→ BRIEF: Show each row below that contains the word "dresser", copying those rows in full. Case counts.

→ ROWS:
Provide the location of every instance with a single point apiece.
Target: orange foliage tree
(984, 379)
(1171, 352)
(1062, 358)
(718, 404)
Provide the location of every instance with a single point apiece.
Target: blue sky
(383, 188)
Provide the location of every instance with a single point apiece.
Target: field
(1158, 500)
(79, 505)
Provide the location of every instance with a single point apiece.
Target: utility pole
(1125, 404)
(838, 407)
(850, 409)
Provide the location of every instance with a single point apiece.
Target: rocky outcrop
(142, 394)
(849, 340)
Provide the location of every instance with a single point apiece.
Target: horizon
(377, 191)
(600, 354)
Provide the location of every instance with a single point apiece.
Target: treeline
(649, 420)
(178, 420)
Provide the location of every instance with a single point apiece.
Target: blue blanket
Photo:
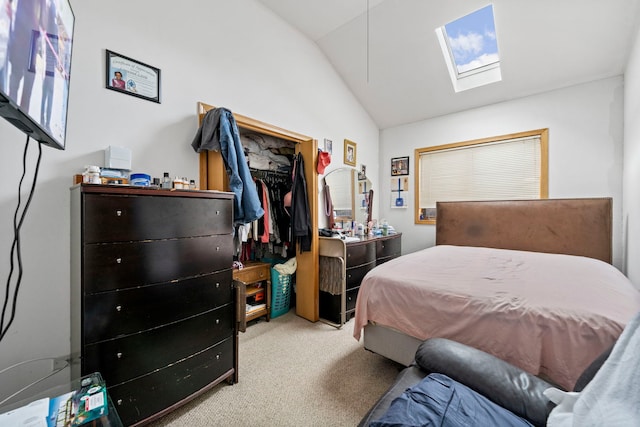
(438, 400)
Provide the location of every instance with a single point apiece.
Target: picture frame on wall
(350, 152)
(328, 146)
(126, 75)
(400, 166)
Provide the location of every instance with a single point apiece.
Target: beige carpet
(293, 373)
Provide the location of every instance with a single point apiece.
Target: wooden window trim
(544, 162)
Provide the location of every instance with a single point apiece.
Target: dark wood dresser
(343, 265)
(152, 301)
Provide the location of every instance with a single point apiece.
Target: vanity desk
(343, 264)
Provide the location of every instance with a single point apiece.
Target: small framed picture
(400, 166)
(349, 153)
(126, 75)
(328, 146)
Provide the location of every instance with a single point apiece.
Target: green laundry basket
(280, 293)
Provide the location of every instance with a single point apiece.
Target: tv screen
(36, 38)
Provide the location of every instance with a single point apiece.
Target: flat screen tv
(36, 39)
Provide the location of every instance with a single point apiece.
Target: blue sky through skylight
(472, 40)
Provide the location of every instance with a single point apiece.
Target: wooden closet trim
(307, 286)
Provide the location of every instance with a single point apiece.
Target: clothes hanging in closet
(300, 215)
(219, 132)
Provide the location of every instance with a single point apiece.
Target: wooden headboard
(566, 226)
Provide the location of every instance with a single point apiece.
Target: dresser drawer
(356, 274)
(122, 218)
(390, 247)
(128, 357)
(125, 265)
(361, 253)
(145, 396)
(110, 314)
(352, 295)
(253, 273)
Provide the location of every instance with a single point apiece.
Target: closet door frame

→ EXERCISE ANSWER:
Target: dark wood dresser
Target: dresser drawer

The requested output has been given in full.